▶ _TASK DIRECTIONS_
Each line from the start of the data below through the one containing "target | green suitcase" must be reproduced exactly.

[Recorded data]
========================================

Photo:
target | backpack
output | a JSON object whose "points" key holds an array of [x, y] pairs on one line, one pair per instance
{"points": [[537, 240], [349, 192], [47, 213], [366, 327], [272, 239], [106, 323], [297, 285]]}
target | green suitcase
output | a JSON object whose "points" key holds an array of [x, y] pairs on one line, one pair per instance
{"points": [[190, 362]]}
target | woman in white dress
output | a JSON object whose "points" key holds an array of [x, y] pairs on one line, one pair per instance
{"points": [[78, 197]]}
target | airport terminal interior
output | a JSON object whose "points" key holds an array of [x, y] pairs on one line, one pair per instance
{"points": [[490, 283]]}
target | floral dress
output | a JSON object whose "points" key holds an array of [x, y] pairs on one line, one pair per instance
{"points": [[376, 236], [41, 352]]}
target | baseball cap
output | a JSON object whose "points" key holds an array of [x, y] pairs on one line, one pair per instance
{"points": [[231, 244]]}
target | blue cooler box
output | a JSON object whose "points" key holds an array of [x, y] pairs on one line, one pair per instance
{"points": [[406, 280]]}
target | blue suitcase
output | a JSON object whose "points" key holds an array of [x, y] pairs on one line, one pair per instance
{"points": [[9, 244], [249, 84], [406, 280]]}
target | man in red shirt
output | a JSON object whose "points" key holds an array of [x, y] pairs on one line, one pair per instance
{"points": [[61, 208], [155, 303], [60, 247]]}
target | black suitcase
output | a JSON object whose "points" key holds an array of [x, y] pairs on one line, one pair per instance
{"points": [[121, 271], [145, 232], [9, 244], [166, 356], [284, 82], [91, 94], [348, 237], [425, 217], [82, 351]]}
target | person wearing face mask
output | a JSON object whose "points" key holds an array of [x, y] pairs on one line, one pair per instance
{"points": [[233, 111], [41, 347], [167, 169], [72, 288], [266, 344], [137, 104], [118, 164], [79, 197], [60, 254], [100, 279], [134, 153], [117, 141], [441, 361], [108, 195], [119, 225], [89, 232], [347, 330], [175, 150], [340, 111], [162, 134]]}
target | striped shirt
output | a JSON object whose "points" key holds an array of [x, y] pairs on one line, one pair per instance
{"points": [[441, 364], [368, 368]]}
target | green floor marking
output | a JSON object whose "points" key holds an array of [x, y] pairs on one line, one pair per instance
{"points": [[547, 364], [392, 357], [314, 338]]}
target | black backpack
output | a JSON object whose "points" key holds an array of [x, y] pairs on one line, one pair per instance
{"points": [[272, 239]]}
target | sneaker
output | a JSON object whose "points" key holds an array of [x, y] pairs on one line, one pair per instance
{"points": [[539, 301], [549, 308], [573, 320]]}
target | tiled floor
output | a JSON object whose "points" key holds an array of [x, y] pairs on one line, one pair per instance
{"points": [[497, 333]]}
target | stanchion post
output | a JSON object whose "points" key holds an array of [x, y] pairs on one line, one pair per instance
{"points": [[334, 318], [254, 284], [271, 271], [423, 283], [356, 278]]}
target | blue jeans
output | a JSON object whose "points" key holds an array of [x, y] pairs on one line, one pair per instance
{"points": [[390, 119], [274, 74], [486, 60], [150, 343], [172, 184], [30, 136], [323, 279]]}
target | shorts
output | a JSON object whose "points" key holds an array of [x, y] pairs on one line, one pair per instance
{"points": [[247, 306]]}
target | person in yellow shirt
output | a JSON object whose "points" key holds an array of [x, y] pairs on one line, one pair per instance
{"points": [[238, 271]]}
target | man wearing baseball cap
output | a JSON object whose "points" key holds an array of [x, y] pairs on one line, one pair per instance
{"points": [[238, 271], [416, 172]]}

========================================

▶ _ANSWER TO THE PROBLEM_
Photo:
target | backpack
output | a JSON object whose "points" key holds an array of [x, y] pairs on one line, one pair per instance
{"points": [[537, 240], [349, 192], [47, 213], [366, 327], [272, 239], [106, 323], [297, 285]]}
target | green suitcase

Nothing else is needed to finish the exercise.